**TASK DETAILS**
Repeat the records below word for word, but start at the line that contains "door shown above.", stop after the last line, and include nothing else.

[Saved entries]
====
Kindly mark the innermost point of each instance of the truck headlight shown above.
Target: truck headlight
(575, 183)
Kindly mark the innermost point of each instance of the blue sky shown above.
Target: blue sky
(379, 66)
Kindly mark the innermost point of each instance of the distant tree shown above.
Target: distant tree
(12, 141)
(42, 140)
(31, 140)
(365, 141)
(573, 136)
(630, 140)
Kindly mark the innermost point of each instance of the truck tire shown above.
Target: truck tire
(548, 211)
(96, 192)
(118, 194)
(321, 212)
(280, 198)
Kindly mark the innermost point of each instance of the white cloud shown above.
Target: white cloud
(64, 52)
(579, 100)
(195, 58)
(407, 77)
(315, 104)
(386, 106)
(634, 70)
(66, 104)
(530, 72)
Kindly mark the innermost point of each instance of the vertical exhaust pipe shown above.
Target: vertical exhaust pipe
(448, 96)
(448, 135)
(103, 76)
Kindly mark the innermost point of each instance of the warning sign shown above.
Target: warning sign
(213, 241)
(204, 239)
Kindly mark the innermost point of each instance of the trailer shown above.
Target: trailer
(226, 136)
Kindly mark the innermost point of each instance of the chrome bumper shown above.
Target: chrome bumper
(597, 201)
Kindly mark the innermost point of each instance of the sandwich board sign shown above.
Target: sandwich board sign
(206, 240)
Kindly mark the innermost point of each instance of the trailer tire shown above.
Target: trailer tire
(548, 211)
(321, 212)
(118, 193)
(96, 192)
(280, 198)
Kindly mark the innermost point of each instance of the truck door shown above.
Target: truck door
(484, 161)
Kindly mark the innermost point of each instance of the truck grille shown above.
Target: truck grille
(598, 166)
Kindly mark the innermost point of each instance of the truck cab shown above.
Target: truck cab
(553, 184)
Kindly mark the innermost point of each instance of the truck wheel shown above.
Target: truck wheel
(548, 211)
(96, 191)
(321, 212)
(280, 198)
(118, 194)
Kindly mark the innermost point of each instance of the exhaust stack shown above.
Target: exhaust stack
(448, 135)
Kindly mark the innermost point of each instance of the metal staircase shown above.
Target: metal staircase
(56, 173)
====
**SOLUTION TO THE EXERCISE**
Kindly mark the innermost point of each instance of the truck door shown above.
Target: truck door
(484, 161)
Kindly mark the innermost point of each instance of the truck grille shown above.
Target: truck grille
(598, 166)
Kindly mark the innermost point of each instance of the truck cab shown above.
Target: truck cab
(553, 184)
Kindly mark the innermost point of each instance of the truck wheel shown above.
Target: truck wheel
(548, 211)
(96, 191)
(321, 212)
(280, 198)
(118, 194)
Kindly mark the innermost point of each instance of the exhaust stack shown above.
Target: exhaust stack
(448, 135)
Kindly mark the innermost point of each instance of the metal staircase shown above.
Target: metal staircase
(56, 173)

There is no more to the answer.